- **TESTO**

_ _ _ _

Basti pensare che il predecessore di Papandreu, Karamanlis ereditò all’inzio del suo mandato un debito pubblico di circa 140 miliardi di euro. Quando lasciò l’incarico il debito era salito a 300 miliardi di euro, in appena 4 anni. E’ovvio che la situazione è drammatica e che nessuno a questo punto vuole dare i soldi ai greci, perché non c’è nessuna ragionevole possibilità di riaverli indietro. Anche perché il debito pubblico ellenico costa sempre di più: ammesso e non concesso che qualcuno dia soldi ad Atena sul libero mercato lo stesso pretende indietro visto l’elevato rischio di insolvenza tassi del 15% circa. Peggiorando così ancora di più la situazione del bilancio statale di Atene.

Ora ci si chiederà perché la Grecia non venga lasciata fallire e abbandonata al suo destino, come successe all’Argentina di qualche anno fa. Perché in primo luogo la Grecia fa parte dell’euro e quindi c’è un danno di reputazione e di immagine enorme se una parte di titoli denominati in euro diventano carta straccia. Ma c’è un’altra ragione, più sottile da spiegare e che chiama in causa uno dei principali azionisti della moneta unica europea, ossia la Germania. Le banche tedesche infatti sono piene zeppe di titoli pubblici greci, per un ammontare di circa 150 miliardi di euro. Se Atene dichiara il default, ossia fallimento, questi titoli devono essere svalutati nei bilanci delle banche che li posseggono. E questo significa che ad essere insolventi a questo punto non sarebbero più solo i poveri cittadini della repubblica ellenica bensì i panzer bancari della economia secondo tutte le statistiche più sana e trainante dell’intera Europa, la Germania appunto.

Ma la Germania che fa? Chiede che a tirar fuori i soldi per Atene (e quindi per le banche tedesche) non siano solo i cittadini tedeschi, insofferenti alle problematiche di un sud Europa scialacquone e irresponsabile, ma gli altri partner europei, incluse le istituzioni finanziarie e bancarie più grandi. Insomma Angela Merkel vuole che a tirar fuori i quattrini per salvare le banche tedesche siano altri e usa l’argomento Grecia come uno spauracchio per ottenere questo risultato. Eppure non gliel’aveva detto certo il medico alle banche tedesche di acquistare a man bassa i titoli del pericolante stato greco. Se lo hanno fatto è perché i rendimenti erano alti e i bilanci così si abbellivano.

Oggi non è più così. E certo l’Italia, lo stato italiano e le banche italiane, che di problemi loro ne hanno a bizzeffe, non possono certo correre in soccorsodi una poco lungimirante politica della prima economia europea. Se i tedeschi sono tanto bravi, se sono sempre i primi della classe come loro dicono e sostengono a questo punto risolvessero loro un problema che hanno, per avidità delle loro banche, concorso a cerare.

_ _ _ _

- **CONSEGNA**
Elenca tutti i paesi chiamati per nome nel testo sul debito greco.

- **MATERIALE FORNITO**
_ _ _ _

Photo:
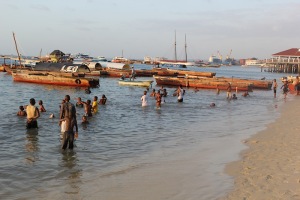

_ _ _ _

- **RISPOSTA**
Grecia, Argentina, Germania, Italia